**Short problem:**
Copy the material below line for line and word for word, omitting the pictures from your copy.

**Material:**
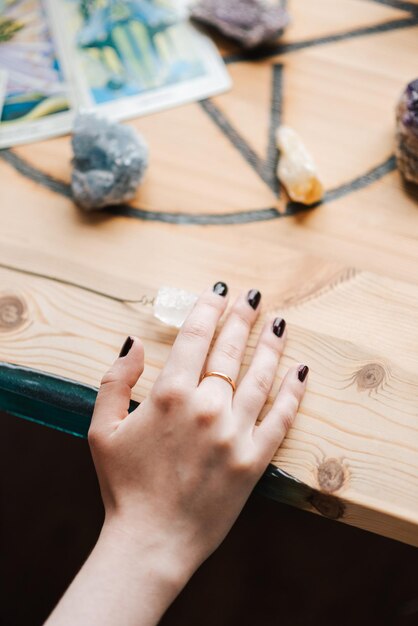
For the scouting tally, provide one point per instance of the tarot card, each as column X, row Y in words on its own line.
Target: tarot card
column 131, row 57
column 37, row 101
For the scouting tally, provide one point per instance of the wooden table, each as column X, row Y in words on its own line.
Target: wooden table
column 344, row 275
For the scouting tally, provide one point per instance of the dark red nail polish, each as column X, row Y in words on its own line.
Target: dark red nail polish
column 278, row 326
column 303, row 372
column 253, row 298
column 221, row 289
column 126, row 347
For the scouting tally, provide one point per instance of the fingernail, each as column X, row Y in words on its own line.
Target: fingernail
column 126, row 347
column 253, row 298
column 303, row 372
column 221, row 289
column 278, row 326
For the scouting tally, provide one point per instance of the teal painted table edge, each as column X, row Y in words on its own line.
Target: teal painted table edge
column 66, row 405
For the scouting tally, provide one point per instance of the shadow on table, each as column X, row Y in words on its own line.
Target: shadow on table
column 277, row 567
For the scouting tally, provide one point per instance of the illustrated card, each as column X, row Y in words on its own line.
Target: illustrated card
column 132, row 57
column 36, row 100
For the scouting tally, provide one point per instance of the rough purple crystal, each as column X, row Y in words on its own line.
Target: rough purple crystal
column 250, row 22
column 407, row 132
column 109, row 162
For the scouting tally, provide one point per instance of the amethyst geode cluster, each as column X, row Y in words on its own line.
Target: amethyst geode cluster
column 407, row 132
column 250, row 22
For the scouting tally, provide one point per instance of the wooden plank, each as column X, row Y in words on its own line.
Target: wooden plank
column 344, row 275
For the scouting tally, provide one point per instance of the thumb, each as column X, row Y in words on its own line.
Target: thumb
column 112, row 402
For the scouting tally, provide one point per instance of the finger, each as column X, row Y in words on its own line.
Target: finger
column 112, row 403
column 256, row 385
column 272, row 430
column 228, row 350
column 191, row 346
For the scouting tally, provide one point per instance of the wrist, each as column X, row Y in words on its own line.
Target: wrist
column 141, row 546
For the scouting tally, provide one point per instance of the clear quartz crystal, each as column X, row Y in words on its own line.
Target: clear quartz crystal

**Output:**
For the scouting tally, provide one point per instance of the tarot card, each as column X, row Y in words on its own line.
Target: tarot card
column 131, row 57
column 37, row 101
For the scouting tally, provide one point per instance of the wooden table, each as column X, row Y in words on its own line.
Target: wooden table
column 344, row 275
For the scouting tally, provide one point per instance of the dark red nail polish, each as column X, row Y in words on its own line.
Target: dark red nail polish
column 278, row 326
column 303, row 372
column 253, row 298
column 221, row 289
column 126, row 347
For the scouting tally, provide one point per instance of the fingernail, each as column X, row Y in words on its own line.
Target: fingernail
column 126, row 347
column 253, row 298
column 303, row 372
column 221, row 289
column 278, row 326
For the scouting tally, provide one point per instance of the teal painted table edge, each as column X, row Y in words on its own line.
Target: teal painted table edge
column 66, row 405
For the scouting tally, provide one point per instance of the shadow on table, each as column X, row Y in words on its own line.
Target: shadow on table
column 277, row 567
For the scouting tally, provide one point per instance of the illustrated card, each as column X, row Y in words on its own line.
Target: illustrated card
column 132, row 57
column 36, row 100
For the scouting tally, provide one point per instance of the rough purple crystal, each as column X, row Y in words on its own line.
Target: rough purple crystal
column 250, row 22
column 407, row 132
column 109, row 162
For the scouting tally, provide one point per instance of the amethyst geode cluster, each as column X, row Y in words on its own line.
Target: amethyst geode cluster
column 407, row 132
column 250, row 22
For the scouting tally, provide one point per instance of the wooden plank, each as column X, row Y in words on its own line.
Target: wooden plank
column 344, row 275
For the scouting tally, provide one point per instance of the thumb, each as column X, row Y in words on its own line.
Target: thumb
column 112, row 402
For the scouting tally, provide one point per instance of the finger, each as column X, row Y in words on its own line.
Target: finger
column 112, row 403
column 256, row 385
column 272, row 430
column 228, row 350
column 191, row 346
For the scouting tally, provide one point per instance of the wrist, each as column X, row Y in words on its own line.
Target: wrist
column 141, row 546
For the scouting tally, provide one point per instance of the clear quartz crystal, each as column X, row Y in words on its own line.
Target: clear quartz crystal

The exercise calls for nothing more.